## AIM OF THE EXERCISE
Give each entry back by retyping it exactly as written.

## STUDY MATERIAL
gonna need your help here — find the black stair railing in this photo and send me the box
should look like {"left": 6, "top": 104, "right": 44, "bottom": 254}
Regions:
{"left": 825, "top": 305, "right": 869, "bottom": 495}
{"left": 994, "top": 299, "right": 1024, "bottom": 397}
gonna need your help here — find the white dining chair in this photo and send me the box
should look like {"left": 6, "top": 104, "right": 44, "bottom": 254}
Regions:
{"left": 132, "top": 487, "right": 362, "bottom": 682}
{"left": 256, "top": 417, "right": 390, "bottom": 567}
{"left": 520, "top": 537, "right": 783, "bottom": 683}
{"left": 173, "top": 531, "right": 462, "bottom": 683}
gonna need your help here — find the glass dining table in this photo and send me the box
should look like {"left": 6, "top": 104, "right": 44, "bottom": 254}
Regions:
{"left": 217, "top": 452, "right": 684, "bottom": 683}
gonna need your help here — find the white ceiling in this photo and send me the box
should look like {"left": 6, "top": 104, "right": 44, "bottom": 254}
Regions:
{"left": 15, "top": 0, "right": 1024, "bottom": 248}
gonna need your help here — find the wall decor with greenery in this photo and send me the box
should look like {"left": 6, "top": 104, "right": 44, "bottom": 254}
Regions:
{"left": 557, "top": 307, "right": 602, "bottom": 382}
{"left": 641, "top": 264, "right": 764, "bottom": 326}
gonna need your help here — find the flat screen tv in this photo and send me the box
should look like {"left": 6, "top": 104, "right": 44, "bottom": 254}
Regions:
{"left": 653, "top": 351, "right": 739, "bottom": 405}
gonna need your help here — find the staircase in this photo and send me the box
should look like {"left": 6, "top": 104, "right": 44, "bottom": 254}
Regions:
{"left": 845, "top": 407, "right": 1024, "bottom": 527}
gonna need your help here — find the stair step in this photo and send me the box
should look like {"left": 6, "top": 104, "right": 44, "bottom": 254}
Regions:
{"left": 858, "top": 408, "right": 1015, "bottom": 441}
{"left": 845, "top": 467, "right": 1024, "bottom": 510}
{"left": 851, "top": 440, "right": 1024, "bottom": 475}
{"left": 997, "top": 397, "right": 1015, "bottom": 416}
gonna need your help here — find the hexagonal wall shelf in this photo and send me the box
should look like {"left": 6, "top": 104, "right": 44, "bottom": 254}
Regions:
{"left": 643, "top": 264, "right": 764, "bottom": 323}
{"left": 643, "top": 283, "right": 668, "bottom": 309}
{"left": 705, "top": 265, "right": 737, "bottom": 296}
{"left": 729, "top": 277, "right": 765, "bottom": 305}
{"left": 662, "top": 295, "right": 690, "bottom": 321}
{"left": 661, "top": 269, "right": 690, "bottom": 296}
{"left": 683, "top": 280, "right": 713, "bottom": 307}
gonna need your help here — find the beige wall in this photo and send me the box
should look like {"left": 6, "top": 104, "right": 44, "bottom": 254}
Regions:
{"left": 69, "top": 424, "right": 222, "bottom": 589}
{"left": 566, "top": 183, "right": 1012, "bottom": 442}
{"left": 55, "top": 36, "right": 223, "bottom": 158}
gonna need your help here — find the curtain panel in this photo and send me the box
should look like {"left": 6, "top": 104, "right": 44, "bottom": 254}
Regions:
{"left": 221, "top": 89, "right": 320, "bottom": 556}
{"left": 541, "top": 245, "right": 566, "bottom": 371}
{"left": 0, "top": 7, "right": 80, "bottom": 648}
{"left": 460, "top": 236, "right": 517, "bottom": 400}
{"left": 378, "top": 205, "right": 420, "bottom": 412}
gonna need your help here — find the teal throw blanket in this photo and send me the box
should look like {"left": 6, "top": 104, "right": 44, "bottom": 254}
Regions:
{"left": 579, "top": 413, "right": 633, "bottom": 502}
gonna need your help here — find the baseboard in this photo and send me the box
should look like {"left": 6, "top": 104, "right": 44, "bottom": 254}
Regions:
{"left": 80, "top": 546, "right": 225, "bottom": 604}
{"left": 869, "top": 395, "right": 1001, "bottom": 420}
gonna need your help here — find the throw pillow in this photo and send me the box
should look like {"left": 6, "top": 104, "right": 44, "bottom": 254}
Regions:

## EXERCISE RESULT
gonna need your help here — find the black stair railing in this photo and send me the box
should look like {"left": 6, "top": 104, "right": 44, "bottom": 254}
Regions:
{"left": 825, "top": 305, "right": 869, "bottom": 495}
{"left": 994, "top": 299, "right": 1024, "bottom": 397}
gonna need your help here — find the white dining chair in this photo and send me the box
should look like {"left": 6, "top": 104, "right": 44, "bottom": 254}
Regions:
{"left": 132, "top": 487, "right": 362, "bottom": 682}
{"left": 256, "top": 417, "right": 390, "bottom": 567}
{"left": 520, "top": 537, "right": 783, "bottom": 683}
{"left": 173, "top": 531, "right": 462, "bottom": 683}
gonna need your help here — find the glass dining table in this photo and send me the box
should look like {"left": 6, "top": 104, "right": 44, "bottom": 254}
Regions:
{"left": 217, "top": 452, "right": 684, "bottom": 683}
gonna need your help here — find the white ceiling in this photo and send me the box
should look like {"left": 6, "top": 104, "right": 44, "bottom": 254}
Regions:
{"left": 15, "top": 0, "right": 1024, "bottom": 248}
gonna need your help here — find the wall decor with greenery in this photo and send me the box
should look like {"left": 6, "top": 104, "right": 44, "bottom": 254}
Regions:
{"left": 557, "top": 307, "right": 602, "bottom": 382}
{"left": 641, "top": 264, "right": 764, "bottom": 326}
gonna need your help here — find the flat screen tv in this photo and send me the box
should look like {"left": 6, "top": 104, "right": 44, "bottom": 254}
Regions:
{"left": 653, "top": 351, "right": 739, "bottom": 405}
gonna need your help here — find the staircase in this photo and send me the box
should look like {"left": 6, "top": 104, "right": 44, "bottom": 254}
Regions:
{"left": 845, "top": 407, "right": 1024, "bottom": 527}
gonna need your help here — find the stair step in this photo and send me the box
should look like {"left": 6, "top": 104, "right": 44, "bottom": 254}
Regions:
{"left": 858, "top": 408, "right": 1015, "bottom": 441}
{"left": 845, "top": 467, "right": 1024, "bottom": 510}
{"left": 851, "top": 440, "right": 1024, "bottom": 475}
{"left": 997, "top": 397, "right": 1015, "bottom": 416}
gonna need your help here — find the hexagonal wall shelf in this photo and send me the box
should look like {"left": 6, "top": 104, "right": 44, "bottom": 254}
Regions:
{"left": 643, "top": 264, "right": 764, "bottom": 323}
{"left": 643, "top": 283, "right": 668, "bottom": 309}
{"left": 705, "top": 265, "right": 737, "bottom": 296}
{"left": 729, "top": 277, "right": 765, "bottom": 305}
{"left": 662, "top": 295, "right": 690, "bottom": 321}
{"left": 661, "top": 269, "right": 690, "bottom": 296}
{"left": 683, "top": 280, "right": 713, "bottom": 307}
gonna need your help here — find the beige wall in this photo and send me the box
should look like {"left": 6, "top": 104, "right": 44, "bottom": 254}
Regions:
{"left": 69, "top": 424, "right": 222, "bottom": 589}
{"left": 566, "top": 183, "right": 1012, "bottom": 442}
{"left": 55, "top": 36, "right": 223, "bottom": 158}
gonna need your help here — find the curtain panel in this photo and send me the box
should look like {"left": 6, "top": 104, "right": 44, "bottom": 254}
Regions:
{"left": 221, "top": 89, "right": 320, "bottom": 556}
{"left": 541, "top": 245, "right": 566, "bottom": 371}
{"left": 0, "top": 7, "right": 80, "bottom": 648}
{"left": 460, "top": 236, "right": 517, "bottom": 400}
{"left": 378, "top": 205, "right": 420, "bottom": 412}
gonna need your help here — find the teal throw blanket in this photo and send me the box
should look like {"left": 6, "top": 104, "right": 44, "bottom": 254}
Regions:
{"left": 579, "top": 413, "right": 633, "bottom": 502}
gonna need your help here — find the baseboard in this photo and send me the box
should look like {"left": 6, "top": 104, "right": 44, "bottom": 254}
Regions:
{"left": 80, "top": 546, "right": 225, "bottom": 604}
{"left": 869, "top": 395, "right": 1001, "bottom": 420}
gonna need your help here — find the throw pillow in this photo and send me the box
should look like {"left": 6, "top": 104, "right": 44, "bottom": 254}
Regions:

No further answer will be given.